(Stored data entries)
==================================================

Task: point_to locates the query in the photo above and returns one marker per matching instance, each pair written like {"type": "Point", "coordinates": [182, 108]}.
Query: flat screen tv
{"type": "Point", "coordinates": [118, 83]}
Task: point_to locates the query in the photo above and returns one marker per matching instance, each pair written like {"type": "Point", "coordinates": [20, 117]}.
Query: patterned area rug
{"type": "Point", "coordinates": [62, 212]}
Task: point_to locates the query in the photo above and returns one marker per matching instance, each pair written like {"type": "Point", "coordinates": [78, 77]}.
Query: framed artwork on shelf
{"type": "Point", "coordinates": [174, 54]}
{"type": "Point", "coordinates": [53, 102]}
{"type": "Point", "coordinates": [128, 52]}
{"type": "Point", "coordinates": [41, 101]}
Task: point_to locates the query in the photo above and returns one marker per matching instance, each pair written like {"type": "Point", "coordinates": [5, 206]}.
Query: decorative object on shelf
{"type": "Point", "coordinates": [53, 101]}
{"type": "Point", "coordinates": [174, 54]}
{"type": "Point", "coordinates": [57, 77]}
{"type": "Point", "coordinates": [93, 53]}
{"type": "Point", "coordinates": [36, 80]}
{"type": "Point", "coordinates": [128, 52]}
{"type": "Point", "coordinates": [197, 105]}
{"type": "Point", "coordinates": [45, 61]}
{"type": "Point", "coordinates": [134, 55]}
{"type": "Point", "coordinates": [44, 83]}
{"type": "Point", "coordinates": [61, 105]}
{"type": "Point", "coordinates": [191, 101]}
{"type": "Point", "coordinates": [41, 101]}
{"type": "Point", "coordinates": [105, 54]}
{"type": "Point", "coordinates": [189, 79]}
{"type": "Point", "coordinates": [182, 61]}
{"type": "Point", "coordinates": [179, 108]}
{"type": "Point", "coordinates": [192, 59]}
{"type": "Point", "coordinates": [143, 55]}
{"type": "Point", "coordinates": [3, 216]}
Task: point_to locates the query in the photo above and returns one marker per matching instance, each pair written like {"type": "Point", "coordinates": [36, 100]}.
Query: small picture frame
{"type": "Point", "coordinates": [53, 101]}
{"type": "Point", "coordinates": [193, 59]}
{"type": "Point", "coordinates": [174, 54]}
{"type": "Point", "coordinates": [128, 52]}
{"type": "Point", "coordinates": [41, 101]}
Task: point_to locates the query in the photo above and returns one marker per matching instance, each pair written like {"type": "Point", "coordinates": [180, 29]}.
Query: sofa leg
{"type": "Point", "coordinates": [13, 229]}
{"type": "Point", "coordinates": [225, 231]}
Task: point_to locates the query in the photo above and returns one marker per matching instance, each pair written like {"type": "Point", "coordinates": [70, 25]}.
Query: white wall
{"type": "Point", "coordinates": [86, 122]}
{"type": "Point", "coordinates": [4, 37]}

==================================================

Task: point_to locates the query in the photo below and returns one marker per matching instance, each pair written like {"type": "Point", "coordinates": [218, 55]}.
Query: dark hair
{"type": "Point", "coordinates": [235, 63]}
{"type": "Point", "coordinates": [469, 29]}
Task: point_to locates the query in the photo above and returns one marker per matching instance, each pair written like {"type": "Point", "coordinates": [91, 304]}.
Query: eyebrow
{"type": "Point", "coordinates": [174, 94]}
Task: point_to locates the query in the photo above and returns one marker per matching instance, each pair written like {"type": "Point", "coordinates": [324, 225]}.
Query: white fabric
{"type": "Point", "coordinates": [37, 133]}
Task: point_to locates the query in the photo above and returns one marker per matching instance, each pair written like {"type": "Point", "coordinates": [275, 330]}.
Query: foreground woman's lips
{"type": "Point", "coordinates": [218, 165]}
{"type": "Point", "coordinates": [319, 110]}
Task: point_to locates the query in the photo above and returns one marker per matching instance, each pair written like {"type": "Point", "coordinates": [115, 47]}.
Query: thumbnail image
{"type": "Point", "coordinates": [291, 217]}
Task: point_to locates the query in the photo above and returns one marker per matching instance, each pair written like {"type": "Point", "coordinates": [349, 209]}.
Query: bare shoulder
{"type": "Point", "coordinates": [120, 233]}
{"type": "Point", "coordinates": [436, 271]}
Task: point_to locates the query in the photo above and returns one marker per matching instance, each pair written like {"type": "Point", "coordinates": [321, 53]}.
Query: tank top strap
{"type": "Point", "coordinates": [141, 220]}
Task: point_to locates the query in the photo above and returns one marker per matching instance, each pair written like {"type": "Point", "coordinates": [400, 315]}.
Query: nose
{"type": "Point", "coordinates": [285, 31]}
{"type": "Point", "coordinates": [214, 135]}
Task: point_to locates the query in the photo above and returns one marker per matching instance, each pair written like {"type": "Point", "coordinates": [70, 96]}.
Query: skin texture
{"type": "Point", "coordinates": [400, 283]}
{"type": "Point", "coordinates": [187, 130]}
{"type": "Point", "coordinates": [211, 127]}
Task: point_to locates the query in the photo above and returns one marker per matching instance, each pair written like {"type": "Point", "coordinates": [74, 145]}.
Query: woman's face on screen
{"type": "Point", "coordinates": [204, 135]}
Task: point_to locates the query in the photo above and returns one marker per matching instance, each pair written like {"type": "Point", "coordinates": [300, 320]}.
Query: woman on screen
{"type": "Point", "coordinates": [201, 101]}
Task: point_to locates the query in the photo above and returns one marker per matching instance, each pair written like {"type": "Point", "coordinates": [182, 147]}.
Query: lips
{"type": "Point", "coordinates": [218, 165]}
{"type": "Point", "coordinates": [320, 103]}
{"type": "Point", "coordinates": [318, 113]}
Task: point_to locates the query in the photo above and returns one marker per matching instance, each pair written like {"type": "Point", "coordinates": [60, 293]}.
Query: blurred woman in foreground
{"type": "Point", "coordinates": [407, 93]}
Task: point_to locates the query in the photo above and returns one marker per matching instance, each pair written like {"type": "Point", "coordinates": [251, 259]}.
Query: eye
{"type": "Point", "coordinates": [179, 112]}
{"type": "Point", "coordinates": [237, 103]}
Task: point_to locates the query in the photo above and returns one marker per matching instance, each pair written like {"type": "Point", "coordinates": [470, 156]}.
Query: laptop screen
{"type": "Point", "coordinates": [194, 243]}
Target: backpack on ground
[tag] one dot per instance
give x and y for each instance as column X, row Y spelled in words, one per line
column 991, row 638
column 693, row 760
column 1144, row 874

==================================================

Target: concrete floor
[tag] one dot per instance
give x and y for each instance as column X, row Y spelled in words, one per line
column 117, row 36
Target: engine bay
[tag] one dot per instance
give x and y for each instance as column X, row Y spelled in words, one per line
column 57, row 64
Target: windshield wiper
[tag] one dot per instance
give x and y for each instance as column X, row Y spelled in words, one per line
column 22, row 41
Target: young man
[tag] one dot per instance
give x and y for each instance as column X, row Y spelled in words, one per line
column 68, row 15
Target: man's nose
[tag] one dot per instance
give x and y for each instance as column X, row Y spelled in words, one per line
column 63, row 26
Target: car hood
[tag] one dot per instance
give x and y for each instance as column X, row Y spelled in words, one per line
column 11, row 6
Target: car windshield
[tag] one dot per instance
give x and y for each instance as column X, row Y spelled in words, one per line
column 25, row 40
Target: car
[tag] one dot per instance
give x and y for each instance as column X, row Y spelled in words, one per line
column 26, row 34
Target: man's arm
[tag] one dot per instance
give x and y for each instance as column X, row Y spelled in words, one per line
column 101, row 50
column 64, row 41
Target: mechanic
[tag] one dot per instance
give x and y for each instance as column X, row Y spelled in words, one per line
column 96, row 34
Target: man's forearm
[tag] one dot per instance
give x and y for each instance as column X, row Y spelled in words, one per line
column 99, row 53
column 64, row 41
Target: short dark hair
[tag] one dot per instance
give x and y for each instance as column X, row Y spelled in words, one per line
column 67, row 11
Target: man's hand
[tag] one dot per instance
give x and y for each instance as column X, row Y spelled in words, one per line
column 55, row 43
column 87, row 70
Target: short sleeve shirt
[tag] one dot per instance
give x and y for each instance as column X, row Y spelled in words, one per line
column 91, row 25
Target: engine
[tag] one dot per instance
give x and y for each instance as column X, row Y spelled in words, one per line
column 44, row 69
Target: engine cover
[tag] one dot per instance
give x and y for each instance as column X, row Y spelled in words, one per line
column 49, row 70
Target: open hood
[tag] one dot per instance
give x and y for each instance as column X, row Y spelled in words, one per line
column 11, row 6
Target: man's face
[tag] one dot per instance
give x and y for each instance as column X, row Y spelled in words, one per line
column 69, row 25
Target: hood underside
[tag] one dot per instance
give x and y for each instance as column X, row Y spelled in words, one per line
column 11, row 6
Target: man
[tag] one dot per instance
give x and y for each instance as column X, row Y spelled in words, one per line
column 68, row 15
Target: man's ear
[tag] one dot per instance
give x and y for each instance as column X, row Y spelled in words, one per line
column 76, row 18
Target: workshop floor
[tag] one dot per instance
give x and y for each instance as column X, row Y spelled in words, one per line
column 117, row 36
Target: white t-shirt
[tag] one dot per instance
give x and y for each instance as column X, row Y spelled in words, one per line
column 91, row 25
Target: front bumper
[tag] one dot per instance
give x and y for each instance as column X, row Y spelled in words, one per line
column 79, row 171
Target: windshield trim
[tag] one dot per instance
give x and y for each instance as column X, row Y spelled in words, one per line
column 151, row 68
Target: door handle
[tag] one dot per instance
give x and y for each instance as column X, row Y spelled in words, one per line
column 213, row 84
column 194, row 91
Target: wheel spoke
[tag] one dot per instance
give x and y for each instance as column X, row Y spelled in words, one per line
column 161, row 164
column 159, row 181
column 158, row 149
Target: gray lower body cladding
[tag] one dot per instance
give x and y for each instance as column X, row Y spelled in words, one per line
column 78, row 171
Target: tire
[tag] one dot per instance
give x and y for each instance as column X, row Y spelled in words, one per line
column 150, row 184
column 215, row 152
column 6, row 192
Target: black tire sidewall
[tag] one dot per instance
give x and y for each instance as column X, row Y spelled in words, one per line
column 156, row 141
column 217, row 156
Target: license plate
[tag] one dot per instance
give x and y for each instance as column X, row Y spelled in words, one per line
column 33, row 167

==================================================

**EXERCISE BRIEF**
Copy all the lines above that hold the string "short".

**TASK RESPONSE**
Target: short dark hair
Target: short sleeve shirt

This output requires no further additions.